# Selected text start

- Born: 1940 (age 85–86) Hilo, Hawaii
- Occupations: Actor; martial artist; stuntman;
- Style: San Soo
- Trainer: Jimmy H. Woo
- Rank: 5th degree black belt in San Soo
- Website: geraldokamura.com

= Gerald Okamura =

American actor and martial artist

Gerald Okamura (born 1940) is an American actor, martial artist, and stuntman, known for appearing in numerous action films. He has acted in both mainstream blockbusters like Big Trouble in Little China (1986) and B-movies such as Samurai Cop (1991).

== Early life ==
Okamura was born in Hilo, Hawaii in 1940. He began studying judo at the age of 13. He enlisted in the United States Army after graduating high school, where he was deployed to South Korea and was introduced to taekwondo. After his discharge, he moved to Los Angeles, where he enrolled in Jimmy H. Woo's San Soo school, eventually earning a 5th-degree black belt.

Okamura has also trained in kendo and aikido, and is a designer of various types of weaponry.

== Career ==
Okamura began doing stunts in 1975, getting his first credited role in 1980. Since then he has appeared in 39 feature films, notably Big Trouble in Little China, Samurai Cop, Samurai Cop 2: Deadly Vengeance, Ninja Academy, 9½ Ninjas!, Ring of Fire, Blade, and G.I. Joe: The Rise of Cobra. Other roles he's played are Kai-Ogi in Mighty Morphin Alien Rangers, a sensei in Power Rangers Wild Force, and Chao Chong in VR Troopers.

# Selected text end
# Listed entries start

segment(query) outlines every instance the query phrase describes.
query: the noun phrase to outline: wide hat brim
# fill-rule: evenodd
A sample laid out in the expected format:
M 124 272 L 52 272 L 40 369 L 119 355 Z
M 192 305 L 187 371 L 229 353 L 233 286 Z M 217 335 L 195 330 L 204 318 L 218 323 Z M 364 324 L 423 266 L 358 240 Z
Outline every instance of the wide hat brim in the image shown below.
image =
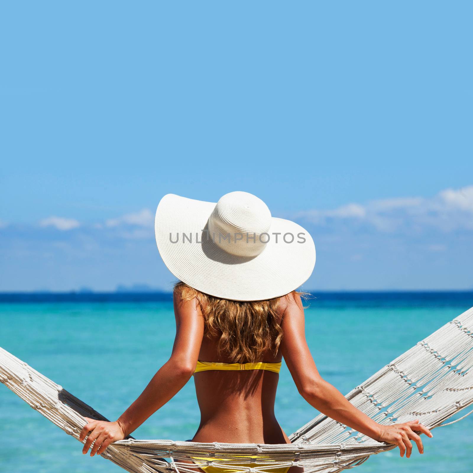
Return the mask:
M 178 279 L 205 294 L 239 301 L 284 296 L 307 280 L 315 263 L 315 248 L 307 230 L 290 220 L 272 217 L 270 239 L 263 251 L 252 258 L 235 256 L 202 233 L 215 205 L 175 194 L 159 202 L 155 219 L 156 244 L 165 264 Z M 278 233 L 276 242 L 273 234 Z M 289 242 L 290 236 L 294 240 Z

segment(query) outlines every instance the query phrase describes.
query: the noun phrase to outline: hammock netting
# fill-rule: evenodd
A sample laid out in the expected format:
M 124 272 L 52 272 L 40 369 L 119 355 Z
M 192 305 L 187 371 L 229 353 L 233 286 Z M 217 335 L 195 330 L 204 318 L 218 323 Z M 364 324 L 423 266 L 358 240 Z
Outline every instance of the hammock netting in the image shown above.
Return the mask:
M 473 307 L 386 365 L 346 397 L 379 423 L 418 419 L 428 428 L 435 428 L 473 404 L 472 366 Z M 87 423 L 83 416 L 107 420 L 1 348 L 0 381 L 76 439 Z M 187 463 L 189 461 L 197 466 L 210 465 L 222 471 L 231 468 L 243 473 L 264 473 L 269 468 L 289 466 L 303 467 L 305 473 L 334 473 L 359 465 L 370 455 L 396 448 L 322 414 L 290 438 L 290 444 L 267 445 L 129 437 L 110 445 L 102 456 L 132 473 L 196 473 L 198 470 Z M 254 467 L 239 466 L 242 455 L 256 456 L 252 460 Z

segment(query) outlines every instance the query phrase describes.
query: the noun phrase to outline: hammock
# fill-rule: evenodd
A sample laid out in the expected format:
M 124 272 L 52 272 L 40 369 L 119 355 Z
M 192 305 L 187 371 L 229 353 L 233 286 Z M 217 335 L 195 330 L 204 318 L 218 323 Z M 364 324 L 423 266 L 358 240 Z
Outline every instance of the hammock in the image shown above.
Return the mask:
M 434 428 L 473 404 L 472 365 L 473 307 L 386 365 L 346 397 L 380 423 L 419 419 Z M 76 439 L 87 423 L 83 416 L 107 420 L 1 348 L 0 381 Z M 303 467 L 305 473 L 335 473 L 360 464 L 370 455 L 396 448 L 322 414 L 290 438 L 291 444 L 272 445 L 128 437 L 110 445 L 102 456 L 132 473 L 196 473 L 192 465 L 183 461 L 193 459 L 198 465 L 232 468 L 242 473 L 264 473 L 268 468 L 289 466 Z M 239 467 L 242 455 L 257 455 L 252 460 L 254 467 Z

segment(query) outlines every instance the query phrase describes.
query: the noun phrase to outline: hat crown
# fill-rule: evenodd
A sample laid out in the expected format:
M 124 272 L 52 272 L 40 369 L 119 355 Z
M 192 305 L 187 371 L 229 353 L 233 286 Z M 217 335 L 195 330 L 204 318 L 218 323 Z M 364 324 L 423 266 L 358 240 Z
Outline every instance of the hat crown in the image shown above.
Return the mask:
M 253 257 L 264 249 L 271 212 L 261 199 L 237 191 L 221 197 L 209 219 L 210 237 L 224 251 Z

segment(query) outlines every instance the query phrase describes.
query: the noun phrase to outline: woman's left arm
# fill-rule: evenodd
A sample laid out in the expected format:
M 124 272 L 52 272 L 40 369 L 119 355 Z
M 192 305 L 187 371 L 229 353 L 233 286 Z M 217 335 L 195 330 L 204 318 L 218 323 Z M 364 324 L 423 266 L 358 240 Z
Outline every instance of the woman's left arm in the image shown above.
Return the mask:
M 183 301 L 174 294 L 176 336 L 169 360 L 154 375 L 137 400 L 115 422 L 88 419 L 80 432 L 87 453 L 95 441 L 90 456 L 103 452 L 113 442 L 122 440 L 174 397 L 190 379 L 197 363 L 204 321 L 197 301 Z M 100 448 L 99 448 L 100 447 Z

# Listed entries end

- Exercise set:
• A. Name every martial art that the Gerald Okamura biography says he studied or trained in.
• B. Render this sentence from the Gerald Okamura biography into Spanish: "He began studying judo at the age of 13."
• C. According to the Gerald Okamura biography, in what year did Okamura begin doing stunts?
Rely solely on the Gerald Okamura biography for everything that is asked, regardless of the lines.

- Expected responses:
• A. Judo, taekwondo, San Soo, kendo, aikido

• B. Comenzó a estudiar judo a los 13 años.

• C. 1975